**Exercise brief**
Begin at the top of the entries below and write out every line through the one containing "77L159 94L122 138L106", excluding pictures.

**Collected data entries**
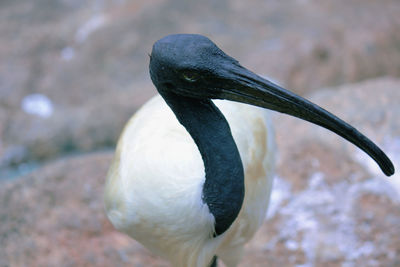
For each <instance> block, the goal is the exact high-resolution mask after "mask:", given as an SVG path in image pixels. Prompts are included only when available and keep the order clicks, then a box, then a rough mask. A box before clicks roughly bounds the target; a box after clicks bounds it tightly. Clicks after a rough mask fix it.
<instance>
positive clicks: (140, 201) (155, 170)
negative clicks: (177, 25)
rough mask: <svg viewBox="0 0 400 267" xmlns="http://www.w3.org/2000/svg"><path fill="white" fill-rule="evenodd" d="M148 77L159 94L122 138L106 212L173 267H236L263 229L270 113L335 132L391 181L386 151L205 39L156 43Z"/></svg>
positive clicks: (107, 187) (334, 118) (112, 170)
mask: <svg viewBox="0 0 400 267" xmlns="http://www.w3.org/2000/svg"><path fill="white" fill-rule="evenodd" d="M149 69H150V76H151V80H152V82H153V83H154V85H155V87H156V88H157V91H158V93H159V95H157V96H155V97H153V98H152V99H150V100H149V101H148V102H147V103H145V104H144V106H143V107H142V108H141V109H140V110H139V111H137V112H136V114H135V115H134V116H133V117H132V118H131V119H130V120H129V122H128V123H127V124H126V126H125V129H124V130H123V133H122V134H121V137H120V139H119V141H118V145H117V148H116V152H115V155H114V159H113V161H112V163H111V166H110V169H109V173H108V177H107V182H106V187H105V207H106V212H107V216H108V218H109V220H110V221H111V222H112V224H113V225H114V226H115V228H116V229H118V230H120V231H122V232H124V233H126V234H128V235H129V236H131V237H132V238H134V239H135V240H137V241H138V242H140V243H141V244H143V245H144V246H145V247H147V248H148V249H149V250H151V251H152V252H153V253H155V254H157V255H160V256H161V257H164V258H166V259H167V260H169V261H170V262H171V264H172V266H177V267H196V266H197V267H207V266H217V259H218V258H219V259H220V260H221V261H223V262H224V264H225V265H226V266H229V267H230V266H237V264H238V263H239V261H240V257H241V254H242V251H243V246H244V244H245V243H246V242H248V241H249V240H250V239H251V238H252V237H253V236H254V234H255V232H256V231H257V229H258V228H259V227H260V226H261V224H262V223H263V221H264V218H265V214H266V210H267V207H268V202H269V196H270V192H271V187H272V178H273V172H274V155H275V153H276V151H275V148H274V133H273V129H272V127H271V122H270V119H269V113H268V112H269V111H268V110H274V111H278V112H281V113H285V114H289V115H292V116H295V117H298V118H300V119H303V120H306V121H309V122H311V123H314V124H317V125H319V126H322V127H324V128H326V129H329V130H330V131H332V132H334V133H336V134H338V135H340V136H342V137H343V138H345V139H347V140H348V141H350V142H351V143H353V144H354V145H356V146H358V147H359V148H360V149H362V150H363V151H365V152H366V153H367V154H368V155H369V156H370V157H372V158H373V159H374V160H375V161H376V162H377V164H378V165H379V166H380V168H381V169H382V171H383V172H384V173H385V174H386V175H387V176H390V175H392V174H393V173H394V166H393V164H392V162H391V161H390V159H389V158H388V157H387V156H386V155H385V153H384V152H383V151H382V150H381V149H380V148H379V147H378V146H376V145H375V144H374V143H373V142H372V141H371V140H369V139H368V138H367V137H365V136H364V135H363V134H361V133H360V132H359V131H358V130H356V129H355V128H354V127H352V126H351V125H349V124H347V123H346V122H344V121H343V120H341V119H339V118H338V117H336V116H334V115H333V114H331V113H329V112H328V111H326V110H324V109H322V108H321V107H319V106H317V105H315V104H313V103H311V102H310V101H308V100H306V99H304V98H302V97H300V96H298V95H296V94H294V93H292V92H290V91H288V90H286V89H284V88H282V87H280V86H278V85H276V84H274V83H272V82H271V81H268V80H267V79H264V78H262V77H260V76H258V75H257V74H255V73H253V72H251V71H249V70H248V69H246V68H244V67H243V66H241V65H240V64H239V62H238V61H237V60H235V59H234V58H232V57H230V56H228V55H227V54H226V53H224V52H223V51H222V50H221V49H219V48H218V47H217V46H216V45H215V44H214V43H213V42H212V41H211V40H210V39H208V38H207V37H205V36H202V35H196V34H176V35H168V36H166V37H164V38H162V39H160V40H158V41H157V42H156V43H155V44H154V45H153V48H152V52H151V55H150V64H149ZM226 100H230V101H226Z"/></svg>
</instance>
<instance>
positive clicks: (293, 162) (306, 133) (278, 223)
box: [0, 78, 400, 267]
mask: <svg viewBox="0 0 400 267" xmlns="http://www.w3.org/2000/svg"><path fill="white" fill-rule="evenodd" d="M399 88H400V80H399V79H393V78H383V79H378V80H371V81H366V82H362V83H358V84H352V85H348V86H341V87H339V88H332V89H329V90H322V91H320V92H317V93H315V94H313V95H312V96H311V99H312V100H313V101H315V102H317V103H319V104H320V105H322V106H323V107H325V108H327V109H328V110H331V111H334V113H336V114H338V115H339V116H341V117H343V118H344V119H345V120H347V121H349V122H350V123H352V124H353V125H354V126H356V127H357V128H359V129H360V130H362V131H363V132H365V133H366V134H367V135H368V136H369V137H371V138H372V139H373V140H374V141H376V142H377V143H379V144H380V145H381V146H382V148H383V150H384V151H385V152H387V153H388V155H389V156H390V157H391V158H392V160H393V161H394V164H395V166H397V169H399V168H400V167H399V166H400V156H399V155H400V124H399V120H398V119H396V118H397V117H398V116H399V115H400V107H399V105H398V103H399V101H400V93H399V92H400V91H399ZM274 121H275V125H276V134H277V142H278V147H279V151H280V152H279V162H278V173H277V176H278V177H277V179H276V181H275V184H274V189H273V193H272V202H271V206H270V210H269V212H268V216H267V220H266V221H265V223H264V225H263V226H262V228H261V230H260V231H259V232H258V233H257V234H256V236H255V238H254V239H253V240H252V241H251V242H250V243H249V244H248V245H247V247H246V251H245V254H244V258H243V261H242V263H241V265H240V266H299V265H301V266H329V267H330V266H399V265H400V256H399V255H400V242H399V239H398V236H399V235H400V228H399V227H398V226H399V225H400V185H399V184H400V182H399V180H400V176H399V174H398V173H397V174H396V175H394V176H393V177H392V178H390V180H389V179H387V178H386V177H383V175H382V174H381V173H380V171H379V170H377V169H376V166H375V165H374V164H373V163H371V162H369V161H368V160H367V159H366V157H365V156H364V155H363V154H362V153H361V152H360V153H359V151H358V150H357V149H356V148H354V147H353V146H352V145H349V144H347V143H346V142H344V141H343V140H342V139H341V138H338V137H336V136H334V135H333V134H331V133H329V132H328V131H325V130H322V129H320V128H318V127H316V126H313V125H311V124H309V123H306V122H303V121H300V120H297V119H293V118H290V117H288V116H284V115H280V114H277V115H276V116H275V118H274ZM110 160H111V152H103V153H95V154H86V155H80V156H73V157H66V158H62V159H60V160H57V161H55V162H50V163H48V164H46V165H45V166H43V167H42V168H40V169H38V170H36V171H34V172H33V173H31V174H29V175H26V176H25V177H22V178H21V179H19V180H17V181H8V182H3V183H2V184H1V188H0V203H2V207H1V209H0V218H1V222H2V223H1V224H0V247H1V248H2V249H1V250H0V266H168V264H167V263H166V262H165V261H163V260H162V259H159V258H157V257H155V256H154V255H152V254H151V253H150V252H148V251H147V250H146V249H144V248H143V247H142V246H140V245H139V244H138V243H136V242H135V241H133V240H131V239H130V238H128V237H126V236H124V235H123V234H120V233H118V232H117V231H115V230H114V229H113V228H112V226H111V225H110V224H109V223H108V221H107V220H106V218H105V215H104V211H103V204H102V188H103V183H104V180H105V175H106V171H107V168H108V165H109V163H110ZM389 181H393V182H389ZM396 181H397V184H396Z"/></svg>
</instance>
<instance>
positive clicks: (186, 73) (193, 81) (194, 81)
mask: <svg viewBox="0 0 400 267" xmlns="http://www.w3.org/2000/svg"><path fill="white" fill-rule="evenodd" d="M182 76H183V78H184V79H185V80H186V81H188V82H195V81H197V79H198V78H199V76H198V75H197V74H195V73H192V72H185V73H183V75H182Z"/></svg>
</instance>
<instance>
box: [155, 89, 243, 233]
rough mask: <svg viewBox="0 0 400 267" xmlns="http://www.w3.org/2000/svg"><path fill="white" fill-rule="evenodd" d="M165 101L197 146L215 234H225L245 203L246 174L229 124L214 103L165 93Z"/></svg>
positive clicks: (207, 100) (205, 190)
mask: <svg viewBox="0 0 400 267" xmlns="http://www.w3.org/2000/svg"><path fill="white" fill-rule="evenodd" d="M162 96H163V98H164V99H165V101H166V102H167V104H168V105H169V107H170V108H171V109H172V111H173V112H174V113H175V115H176V117H177V119H178V121H179V122H180V123H181V124H182V125H183V126H184V127H185V128H186V130H187V131H188V132H189V134H190V135H191V136H192V138H193V140H194V142H195V143H196V145H197V147H198V149H199V151H200V154H201V156H202V158H203V162H204V168H205V174H206V180H205V183H204V187H203V201H204V202H205V203H206V204H207V205H208V208H209V209H210V212H211V213H212V214H213V216H214V218H215V233H216V235H220V234H222V233H223V232H225V231H226V230H227V229H228V228H229V226H230V225H231V224H232V223H233V221H234V220H235V219H236V217H237V215H238V214H239V211H240V209H241V206H242V203H243V199H244V172H243V164H242V161H241V159H240V155H239V151H238V149H237V146H236V144H235V141H234V140H233V137H232V134H231V130H230V127H229V124H228V122H227V121H226V119H225V117H224V116H223V114H222V113H221V111H220V110H219V109H218V108H217V107H216V106H215V105H214V103H213V102H212V101H211V100H199V99H193V98H188V97H184V96H178V95H175V94H173V93H162Z"/></svg>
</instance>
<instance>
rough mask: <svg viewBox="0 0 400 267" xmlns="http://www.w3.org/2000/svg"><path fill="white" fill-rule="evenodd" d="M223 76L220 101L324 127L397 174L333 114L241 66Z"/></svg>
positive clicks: (235, 66)
mask: <svg viewBox="0 0 400 267" xmlns="http://www.w3.org/2000/svg"><path fill="white" fill-rule="evenodd" d="M224 76H225V77H224V86H223V87H224V88H222V94H221V95H220V96H221V98H223V99H228V100H233V101H237V102H242V103H246V104H251V105H255V106H259V107H263V108H267V109H271V110H275V111H278V112H282V113H285V114H289V115H292V116H295V117H298V118H300V119H303V120H306V121H309V122H312V123H314V124H317V125H319V126H322V127H324V128H326V129H328V130H330V131H332V132H334V133H336V134H338V135H340V136H341V137H343V138H345V139H347V140H348V141H350V142H351V143H353V144H354V145H356V146H358V147H359V148H360V149H362V150H363V151H364V152H366V153H367V154H368V155H369V156H370V157H372V158H373V159H374V160H375V161H376V163H377V164H378V165H379V167H380V168H381V170H382V171H383V173H385V174H386V175H387V176H390V175H392V174H394V166H393V163H392V162H391V161H390V159H389V158H388V157H387V156H386V154H385V153H384V152H383V151H382V150H381V149H380V148H379V147H378V146H377V145H375V144H374V143H373V142H372V141H371V140H370V139H368V138H367V137H366V136H365V135H363V134H362V133H360V132H359V131H358V130H357V129H355V128H354V127H352V126H351V125H350V124H348V123H346V122H344V121H343V120H341V119H339V118H338V117H336V116H335V115H333V114H332V113H330V112H328V111H326V110H324V109H323V108H321V107H319V106H318V105H316V104H314V103H312V102H310V101H308V100H306V99H304V98H302V97H300V96H298V95H296V94H294V93H292V92H290V91H288V90H286V89H284V88H282V87H280V86H278V85H276V84H274V83H272V82H270V81H268V80H266V79H263V78H261V77H260V76H258V75H256V74H254V73H253V72H251V71H249V70H247V69H245V68H244V67H242V66H240V65H235V66H234V67H233V68H232V69H230V70H229V72H228V73H226V75H224Z"/></svg>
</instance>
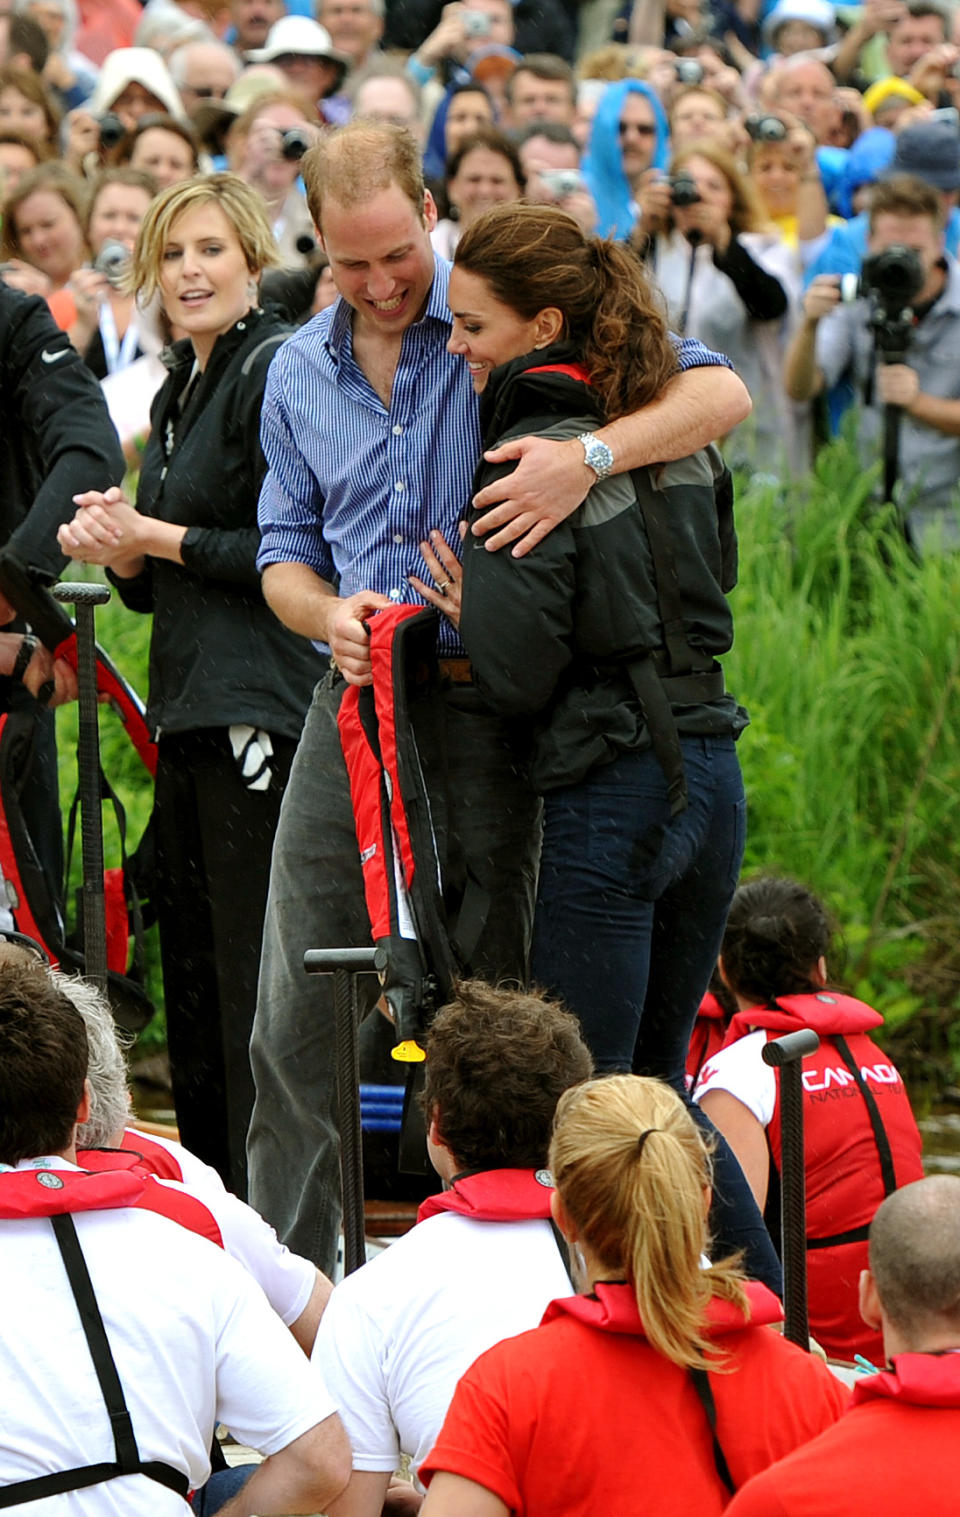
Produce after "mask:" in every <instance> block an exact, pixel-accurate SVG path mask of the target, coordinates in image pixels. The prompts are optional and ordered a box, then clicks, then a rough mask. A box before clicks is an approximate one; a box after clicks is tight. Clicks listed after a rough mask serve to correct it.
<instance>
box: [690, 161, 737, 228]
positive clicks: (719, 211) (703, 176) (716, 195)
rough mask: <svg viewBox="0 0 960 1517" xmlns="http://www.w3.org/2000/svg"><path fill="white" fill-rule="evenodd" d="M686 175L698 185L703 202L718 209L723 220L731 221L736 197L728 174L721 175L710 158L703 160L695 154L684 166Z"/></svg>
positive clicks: (694, 183) (696, 185) (719, 172)
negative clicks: (729, 182) (730, 219)
mask: <svg viewBox="0 0 960 1517" xmlns="http://www.w3.org/2000/svg"><path fill="white" fill-rule="evenodd" d="M684 173H689V174H690V177H692V179H693V184H695V185H696V188H698V191H699V196H701V200H704V202H705V203H707V205H713V206H716V208H717V211H719V212H720V215H722V217H723V220H726V221H729V217H731V214H733V208H734V197H733V191H731V188H729V184H728V182H726V174H723V173H720V170H719V168H717V167H716V164H711V162H710V159H708V158H701V156H699V153H695V155H693V156H692V158H689V159H687V162H685V164H684Z"/></svg>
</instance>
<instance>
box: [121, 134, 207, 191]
mask: <svg viewBox="0 0 960 1517" xmlns="http://www.w3.org/2000/svg"><path fill="white" fill-rule="evenodd" d="M130 168H143V170H144V173H147V174H153V177H155V179H156V182H158V185H159V188H161V190H167V187H168V185H177V184H180V181H182V179H191V177H193V174H194V173H196V164H194V159H193V153H191V150H190V143H185V141H184V138H182V137H179V135H177V132H168V130H167V129H165V127H162V126H150V127H147V130H146V132H141V133H140V137H138V138H136V143H135V144H133V153H132V155H130Z"/></svg>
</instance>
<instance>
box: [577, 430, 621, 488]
mask: <svg viewBox="0 0 960 1517" xmlns="http://www.w3.org/2000/svg"><path fill="white" fill-rule="evenodd" d="M576 441H578V443H581V444H582V449H584V463H585V464H587V467H588V469H593V472H595V475H596V476H598V479H607V476H608V475H611V473H613V452H611V451H610V448H608V446H607V443H602V441H601V440H599V437H598V435H596V434H595V432H581V435H579V437H578V438H576Z"/></svg>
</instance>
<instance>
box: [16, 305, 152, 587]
mask: <svg viewBox="0 0 960 1517" xmlns="http://www.w3.org/2000/svg"><path fill="white" fill-rule="evenodd" d="M0 437H2V440H3V443H2V446H0V543H11V546H12V548H14V549H15V551H17V554H18V557H20V558H21V560H24V563H27V564H30V567H33V569H36V570H39V573H41V576H42V578H44V579H47V581H49V583H52V581H53V579H56V578H59V575H61V573H62V570H64V566H65V563H67V560H65V557H64V554H62V552H61V549H59V545H58V542H56V529H58V526H61V525H62V523H64V522H70V520H71V519H73V514H74V511H76V507H74V504H73V496H74V495H79V493H80V492H82V490H106V488H109V485H112V484H120V481H121V479H123V470H124V463H123V452H121V451H120V441H118V440H117V432H115V429H114V423H112V422H111V419H109V413H108V410H106V402H105V400H103V391H102V390H100V385H99V384H97V381H96V379H94V376H93V375H91V372H89V370H88V369H86V366H85V364H83V360H82V358H80V355H79V353H77V350H76V349H74V347H73V344H71V343H70V338H68V337H67V334H65V332H61V329H59V328H58V325H56V322H55V320H53V317H52V316H50V311H49V308H47V302H45V300H41V299H39V297H38V296H26V294H21V291H20V290H11V287H9V285H5V284H3V281H0Z"/></svg>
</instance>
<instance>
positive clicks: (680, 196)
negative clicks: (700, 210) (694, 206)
mask: <svg viewBox="0 0 960 1517" xmlns="http://www.w3.org/2000/svg"><path fill="white" fill-rule="evenodd" d="M667 184H669V187H670V205H675V206H678V208H682V206H685V205H699V202H701V193H699V190H698V188H696V182H695V179H693V174H673V177H672V179H667Z"/></svg>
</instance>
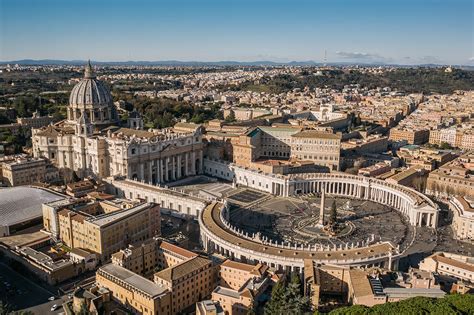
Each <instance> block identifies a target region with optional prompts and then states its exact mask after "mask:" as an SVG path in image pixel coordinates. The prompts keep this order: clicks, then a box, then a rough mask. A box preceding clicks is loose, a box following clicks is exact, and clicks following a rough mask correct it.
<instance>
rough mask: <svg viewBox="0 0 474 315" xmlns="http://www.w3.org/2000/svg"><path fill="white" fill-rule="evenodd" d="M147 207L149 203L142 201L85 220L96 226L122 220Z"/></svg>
mask: <svg viewBox="0 0 474 315" xmlns="http://www.w3.org/2000/svg"><path fill="white" fill-rule="evenodd" d="M149 207H150V203H144V204H141V205H138V206H136V207H133V208H129V209H123V210H117V211H113V212H110V213H106V214H101V215H98V216H96V217H93V218H88V219H87V221H89V222H91V223H93V224H95V225H97V226H106V225H108V224H110V223H112V222H116V221H118V220H122V219H124V218H126V217H129V216H131V215H134V214H136V213H139V212H141V211H143V210H144V209H148V208H149Z"/></svg>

**Output for this task**
For each <instance> block, the goal is the exact high-resolution mask after "mask:", given as an SVG path in image pixels. Prompts are included only when available and keep the order clicks, then a box, then a rough mask. A box before clicks roughly bounds the target; a box after clicks bounds it tightly. Clicks after a rough mask fix it.
<instance>
positive clicks: (140, 201) (155, 170)
negative clicks: (177, 25)
rough mask: <svg viewBox="0 0 400 267" xmlns="http://www.w3.org/2000/svg"><path fill="white" fill-rule="evenodd" d="M148 77L159 94L122 138L106 212L173 267H236L263 229L270 113L335 132L391 181L386 151L205 39L156 43Z"/></svg>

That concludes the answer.